▶ What you will do: Quote every line below exactly as it reads.

********************

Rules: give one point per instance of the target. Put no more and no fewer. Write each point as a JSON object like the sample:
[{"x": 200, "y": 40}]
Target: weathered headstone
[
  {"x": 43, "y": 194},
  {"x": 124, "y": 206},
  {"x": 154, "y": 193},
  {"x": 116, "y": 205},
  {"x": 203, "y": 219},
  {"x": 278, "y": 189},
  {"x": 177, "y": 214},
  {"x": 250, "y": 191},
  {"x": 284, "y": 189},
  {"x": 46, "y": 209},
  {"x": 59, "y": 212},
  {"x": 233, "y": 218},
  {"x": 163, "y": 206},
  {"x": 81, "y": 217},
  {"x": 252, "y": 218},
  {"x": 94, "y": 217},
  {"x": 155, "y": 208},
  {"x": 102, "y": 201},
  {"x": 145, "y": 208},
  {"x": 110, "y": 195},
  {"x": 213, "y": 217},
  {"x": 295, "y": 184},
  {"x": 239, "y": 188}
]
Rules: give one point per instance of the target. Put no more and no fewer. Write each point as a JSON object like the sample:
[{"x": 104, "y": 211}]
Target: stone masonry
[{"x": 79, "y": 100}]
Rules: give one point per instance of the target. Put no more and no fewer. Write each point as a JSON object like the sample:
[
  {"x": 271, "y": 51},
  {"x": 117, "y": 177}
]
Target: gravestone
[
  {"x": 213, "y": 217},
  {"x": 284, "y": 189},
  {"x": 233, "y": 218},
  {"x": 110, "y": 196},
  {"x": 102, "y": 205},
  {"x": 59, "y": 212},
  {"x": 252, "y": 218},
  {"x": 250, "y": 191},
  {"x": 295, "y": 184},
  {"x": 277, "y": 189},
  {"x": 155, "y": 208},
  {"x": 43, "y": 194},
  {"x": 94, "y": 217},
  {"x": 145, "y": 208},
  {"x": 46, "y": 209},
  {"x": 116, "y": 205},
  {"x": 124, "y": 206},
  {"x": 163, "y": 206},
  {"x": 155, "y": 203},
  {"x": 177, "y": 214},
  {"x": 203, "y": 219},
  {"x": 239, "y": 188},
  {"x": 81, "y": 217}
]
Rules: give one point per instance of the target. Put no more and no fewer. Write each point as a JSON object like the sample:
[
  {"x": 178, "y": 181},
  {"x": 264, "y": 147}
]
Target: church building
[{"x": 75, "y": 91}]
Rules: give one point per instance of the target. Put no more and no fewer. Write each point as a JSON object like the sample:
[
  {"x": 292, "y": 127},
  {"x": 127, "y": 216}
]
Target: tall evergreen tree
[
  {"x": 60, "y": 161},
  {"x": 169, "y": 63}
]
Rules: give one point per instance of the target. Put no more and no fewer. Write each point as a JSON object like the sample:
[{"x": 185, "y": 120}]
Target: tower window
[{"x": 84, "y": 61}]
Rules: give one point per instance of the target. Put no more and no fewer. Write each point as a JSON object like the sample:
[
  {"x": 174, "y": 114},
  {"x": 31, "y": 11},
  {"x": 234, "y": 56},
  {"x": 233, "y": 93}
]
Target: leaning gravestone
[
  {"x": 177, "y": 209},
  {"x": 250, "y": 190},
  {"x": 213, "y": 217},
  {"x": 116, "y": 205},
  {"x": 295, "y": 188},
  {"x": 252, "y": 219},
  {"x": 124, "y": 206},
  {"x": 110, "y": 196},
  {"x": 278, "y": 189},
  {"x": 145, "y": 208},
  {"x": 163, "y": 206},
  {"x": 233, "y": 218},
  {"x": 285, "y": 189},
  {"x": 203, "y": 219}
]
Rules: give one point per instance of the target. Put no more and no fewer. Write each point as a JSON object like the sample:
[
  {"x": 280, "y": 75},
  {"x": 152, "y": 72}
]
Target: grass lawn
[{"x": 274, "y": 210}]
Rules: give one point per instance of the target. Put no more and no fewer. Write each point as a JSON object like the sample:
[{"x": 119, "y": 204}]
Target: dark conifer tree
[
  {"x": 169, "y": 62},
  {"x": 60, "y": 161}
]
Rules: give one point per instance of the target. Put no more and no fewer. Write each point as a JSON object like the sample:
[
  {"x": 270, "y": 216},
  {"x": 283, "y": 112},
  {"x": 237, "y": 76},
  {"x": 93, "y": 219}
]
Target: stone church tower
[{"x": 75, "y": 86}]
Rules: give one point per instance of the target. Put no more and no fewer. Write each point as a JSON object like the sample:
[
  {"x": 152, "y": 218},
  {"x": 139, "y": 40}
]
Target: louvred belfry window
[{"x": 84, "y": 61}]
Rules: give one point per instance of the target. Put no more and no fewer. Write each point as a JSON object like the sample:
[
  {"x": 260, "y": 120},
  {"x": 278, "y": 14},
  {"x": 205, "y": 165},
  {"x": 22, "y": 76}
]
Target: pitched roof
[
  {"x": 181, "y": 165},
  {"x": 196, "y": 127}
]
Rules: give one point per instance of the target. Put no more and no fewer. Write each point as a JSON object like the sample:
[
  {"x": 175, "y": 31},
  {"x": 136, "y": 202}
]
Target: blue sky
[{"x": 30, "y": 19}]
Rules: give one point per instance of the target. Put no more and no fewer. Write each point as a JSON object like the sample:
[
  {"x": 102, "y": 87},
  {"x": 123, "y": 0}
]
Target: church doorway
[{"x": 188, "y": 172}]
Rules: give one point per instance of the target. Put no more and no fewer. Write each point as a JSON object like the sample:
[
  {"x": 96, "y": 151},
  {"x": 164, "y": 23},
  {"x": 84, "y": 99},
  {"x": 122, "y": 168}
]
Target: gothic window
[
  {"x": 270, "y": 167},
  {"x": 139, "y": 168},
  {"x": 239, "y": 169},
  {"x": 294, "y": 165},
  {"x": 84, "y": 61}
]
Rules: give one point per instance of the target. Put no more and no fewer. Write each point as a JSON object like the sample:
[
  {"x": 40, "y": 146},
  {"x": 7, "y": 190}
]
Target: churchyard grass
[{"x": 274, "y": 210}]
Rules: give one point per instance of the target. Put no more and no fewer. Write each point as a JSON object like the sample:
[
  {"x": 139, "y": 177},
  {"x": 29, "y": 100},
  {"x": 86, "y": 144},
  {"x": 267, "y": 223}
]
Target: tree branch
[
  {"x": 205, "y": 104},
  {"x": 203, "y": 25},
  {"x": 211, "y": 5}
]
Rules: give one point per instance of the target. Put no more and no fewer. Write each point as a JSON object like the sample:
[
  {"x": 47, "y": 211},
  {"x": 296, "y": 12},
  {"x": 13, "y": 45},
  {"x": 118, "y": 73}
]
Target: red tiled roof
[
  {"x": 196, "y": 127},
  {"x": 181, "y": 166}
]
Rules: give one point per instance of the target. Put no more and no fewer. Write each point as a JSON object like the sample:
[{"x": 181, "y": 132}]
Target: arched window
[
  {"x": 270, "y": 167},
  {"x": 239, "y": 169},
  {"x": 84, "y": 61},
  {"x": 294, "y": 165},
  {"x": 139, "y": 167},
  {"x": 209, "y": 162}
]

********************

▶ Result:
Rules: give one point per instance of the target. Put no more and no fewer. Write each point as a JSON object like the sample:
[{"x": 200, "y": 40}]
Target: weathered headstone
[
  {"x": 43, "y": 194},
  {"x": 124, "y": 206},
  {"x": 154, "y": 193},
  {"x": 116, "y": 205},
  {"x": 203, "y": 219},
  {"x": 278, "y": 189},
  {"x": 177, "y": 214},
  {"x": 250, "y": 191},
  {"x": 284, "y": 189},
  {"x": 46, "y": 209},
  {"x": 59, "y": 212},
  {"x": 233, "y": 218},
  {"x": 163, "y": 206},
  {"x": 81, "y": 217},
  {"x": 252, "y": 218},
  {"x": 94, "y": 217},
  {"x": 155, "y": 208},
  {"x": 102, "y": 201},
  {"x": 145, "y": 208},
  {"x": 110, "y": 195},
  {"x": 213, "y": 217},
  {"x": 295, "y": 184},
  {"x": 239, "y": 188}
]
Rules: give one point per instance of the target. Put no more and no fewer. Write each point as a JSON object like the sample:
[{"x": 104, "y": 211}]
Target: stone masonry
[{"x": 79, "y": 100}]
Rules: give one point per instance of the target. Put no more and no fewer. Write each point as a JSON object like the sample:
[
  {"x": 271, "y": 51},
  {"x": 117, "y": 177}
]
Target: gravestone
[
  {"x": 213, "y": 217},
  {"x": 284, "y": 189},
  {"x": 233, "y": 218},
  {"x": 110, "y": 196},
  {"x": 102, "y": 205},
  {"x": 59, "y": 212},
  {"x": 252, "y": 218},
  {"x": 250, "y": 191},
  {"x": 295, "y": 184},
  {"x": 277, "y": 189},
  {"x": 155, "y": 208},
  {"x": 43, "y": 194},
  {"x": 94, "y": 217},
  {"x": 145, "y": 208},
  {"x": 46, "y": 209},
  {"x": 116, "y": 205},
  {"x": 124, "y": 206},
  {"x": 163, "y": 206},
  {"x": 155, "y": 203},
  {"x": 177, "y": 214},
  {"x": 203, "y": 219},
  {"x": 239, "y": 188},
  {"x": 81, "y": 217}
]
Rules: give one point per instance of the target. Put no more and no fewer. Write each point as a JSON object like the sample:
[
  {"x": 178, "y": 181},
  {"x": 264, "y": 147}
]
Target: church building
[{"x": 75, "y": 91}]
Rules: give one point per instance of the target. Put no more and no fewer. Write each point as a JSON object like the sample:
[
  {"x": 292, "y": 127},
  {"x": 127, "y": 216}
]
Target: tall evergreen tree
[
  {"x": 60, "y": 161},
  {"x": 169, "y": 63}
]
Rules: give one point per instance of the target. Put no more and no fewer. Write each point as a JSON object like the sample:
[{"x": 185, "y": 120}]
Target: tower window
[{"x": 84, "y": 61}]
Rules: give one point per instance of the target. Put no more and no fewer. Write each point as a JSON object like the sample:
[
  {"x": 174, "y": 114},
  {"x": 31, "y": 11},
  {"x": 234, "y": 56},
  {"x": 233, "y": 93}
]
Target: leaning gravestone
[
  {"x": 177, "y": 209},
  {"x": 250, "y": 190},
  {"x": 213, "y": 217},
  {"x": 116, "y": 205},
  {"x": 295, "y": 188},
  {"x": 252, "y": 219},
  {"x": 124, "y": 206},
  {"x": 110, "y": 196},
  {"x": 278, "y": 189},
  {"x": 145, "y": 208},
  {"x": 163, "y": 206},
  {"x": 233, "y": 218},
  {"x": 285, "y": 189},
  {"x": 203, "y": 219}
]
Rules: give one point per instance of the target. Put no more and no fewer. Write each point as a JSON object like the sample:
[
  {"x": 280, "y": 75},
  {"x": 152, "y": 72}
]
Target: grass lawn
[{"x": 274, "y": 210}]
Rules: give one point per instance of the target. Put no more and no fewer. Write each point as a JSON object like the sample:
[{"x": 119, "y": 204}]
Target: dark conifer tree
[
  {"x": 169, "y": 62},
  {"x": 60, "y": 161}
]
Rules: give one point per instance of the target. Put no more and no fewer. Write each point as a JSON object like the sample:
[
  {"x": 270, "y": 216},
  {"x": 283, "y": 112},
  {"x": 237, "y": 76},
  {"x": 93, "y": 219}
]
Target: stone church tower
[{"x": 75, "y": 86}]
Rules: give one point per instance of the target. Put no more and no fewer. Write each point as a JSON object like the sample:
[
  {"x": 152, "y": 218},
  {"x": 139, "y": 40}
]
Target: louvred belfry window
[{"x": 84, "y": 61}]
Rules: give one point per instance of the target. Put no more and no fewer. Write each point as a JSON object like the sample:
[
  {"x": 260, "y": 120},
  {"x": 278, "y": 14},
  {"x": 205, "y": 165},
  {"x": 22, "y": 76}
]
Target: pitched roof
[
  {"x": 181, "y": 165},
  {"x": 196, "y": 127}
]
Rules: give one point per instance of the target. Put no more and no fewer. Write each point as a JSON object like the sample:
[
  {"x": 175, "y": 31},
  {"x": 136, "y": 202}
]
Target: blue sky
[{"x": 30, "y": 19}]
Rules: give one point per instance of the target. Put no more and no fewer. Write each point as a JSON object like the sample:
[
  {"x": 102, "y": 87},
  {"x": 123, "y": 0}
]
Target: church doorway
[{"x": 188, "y": 172}]
Rules: give one point per instance of the target. Put no more and no fewer. Write each point as a JSON object like the sample:
[
  {"x": 96, "y": 151},
  {"x": 164, "y": 23},
  {"x": 84, "y": 99},
  {"x": 122, "y": 168}
]
Target: gothic window
[
  {"x": 270, "y": 167},
  {"x": 139, "y": 168},
  {"x": 239, "y": 169},
  {"x": 294, "y": 165},
  {"x": 84, "y": 61}
]
Rules: give one point per instance of the target. Put no more and no fewer. Write each point as a JSON object like the sample:
[
  {"x": 40, "y": 146},
  {"x": 7, "y": 190}
]
Target: churchyard grass
[{"x": 274, "y": 210}]
Rules: give one point per instance of the target. Put no more and no fewer. Write each point as a JSON object like the sample:
[
  {"x": 139, "y": 177},
  {"x": 29, "y": 100},
  {"x": 86, "y": 144},
  {"x": 267, "y": 223}
]
Target: tree branch
[
  {"x": 205, "y": 104},
  {"x": 203, "y": 25},
  {"x": 211, "y": 5}
]
Rules: give one point per instance of the target. Put no more and no fewer. Write each point as a JSON object like the sample:
[
  {"x": 47, "y": 211},
  {"x": 296, "y": 12},
  {"x": 13, "y": 45},
  {"x": 118, "y": 73}
]
Target: red tiled roof
[
  {"x": 196, "y": 127},
  {"x": 181, "y": 166}
]
Rules: give one point per instance of the target. Put no more and no fewer. Write each point as a JSON object like the sample:
[{"x": 181, "y": 132}]
Target: arched window
[
  {"x": 270, "y": 167},
  {"x": 239, "y": 169},
  {"x": 84, "y": 61},
  {"x": 294, "y": 165},
  {"x": 139, "y": 167},
  {"x": 209, "y": 162}
]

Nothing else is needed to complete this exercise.